EXTRACTED TEXT

Dr. Lori Lupe, clinical professor and interim DNP program director
Lupe splits her time between teaching the basics to undergraduate nursing students and helping doctoral students become advanced practice nurses.
It’s a balancing act that Lupe has become accustomed to throughout her career. At one time, she taught in all the nursing programs at the University of Miami.
Lupe now serves a dual role in the School of Nursing as a clinical professor and the interim DNP program director. Depending on the day, she works with either students who are about to start their nursing careers or experienced nurses who have gone back to school to become leaders in their organizations.
“I love both groups. I love what I do. I love teaching,” Lupe said. “I love watching the undergraduates get it and put all the pieces together, especially in their senior year. And I love working with the DNP students because they’re out there and they know what the issues are, and I’m helping them to develop the tools to learn how to address those issues and fix them.”

SOURCE DATA
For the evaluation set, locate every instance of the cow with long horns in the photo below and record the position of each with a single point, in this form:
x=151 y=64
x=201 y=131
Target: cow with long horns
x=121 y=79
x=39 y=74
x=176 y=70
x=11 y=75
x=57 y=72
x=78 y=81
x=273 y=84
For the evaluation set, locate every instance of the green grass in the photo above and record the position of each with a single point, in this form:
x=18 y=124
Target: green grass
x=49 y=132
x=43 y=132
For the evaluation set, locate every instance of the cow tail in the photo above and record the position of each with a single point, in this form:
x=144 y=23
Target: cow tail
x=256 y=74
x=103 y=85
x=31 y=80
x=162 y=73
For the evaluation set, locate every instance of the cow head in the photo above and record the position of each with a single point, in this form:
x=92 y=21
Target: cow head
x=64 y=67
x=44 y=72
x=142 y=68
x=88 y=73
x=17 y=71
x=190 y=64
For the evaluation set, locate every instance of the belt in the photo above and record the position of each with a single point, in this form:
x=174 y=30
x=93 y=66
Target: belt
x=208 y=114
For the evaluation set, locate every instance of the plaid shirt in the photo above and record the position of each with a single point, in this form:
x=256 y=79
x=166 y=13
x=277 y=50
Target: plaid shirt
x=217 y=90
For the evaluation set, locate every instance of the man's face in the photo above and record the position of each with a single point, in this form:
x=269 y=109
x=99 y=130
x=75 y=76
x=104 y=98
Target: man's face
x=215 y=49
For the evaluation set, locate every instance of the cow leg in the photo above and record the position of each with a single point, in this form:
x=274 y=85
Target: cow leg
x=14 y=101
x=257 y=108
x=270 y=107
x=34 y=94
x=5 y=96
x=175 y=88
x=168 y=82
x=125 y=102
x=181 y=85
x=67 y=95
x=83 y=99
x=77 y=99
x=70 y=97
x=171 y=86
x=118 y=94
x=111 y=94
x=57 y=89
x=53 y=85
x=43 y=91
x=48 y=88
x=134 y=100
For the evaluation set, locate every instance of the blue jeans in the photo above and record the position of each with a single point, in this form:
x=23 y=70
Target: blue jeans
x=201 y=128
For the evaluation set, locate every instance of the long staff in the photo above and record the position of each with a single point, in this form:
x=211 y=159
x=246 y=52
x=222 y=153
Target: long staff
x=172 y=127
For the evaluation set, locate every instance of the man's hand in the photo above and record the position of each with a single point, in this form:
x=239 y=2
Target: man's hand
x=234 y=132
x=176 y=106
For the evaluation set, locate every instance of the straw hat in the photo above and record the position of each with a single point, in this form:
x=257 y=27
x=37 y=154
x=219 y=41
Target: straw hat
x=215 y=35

WORK INSTRUCTION
Copy word for word the passage of the Lupe profile starting at "Dr. Lori Lupe, clinical" and ending at "advanced practice nurses.". Use only the Lupe profile as your source.

ANSWER TO THIS TASK
Dr. Lori Lupe, clinical professor and interim DNP program director
Lupe splits her time between teaching the basics to undergraduate nursing students and helping doctoral students become advanced practice nurses.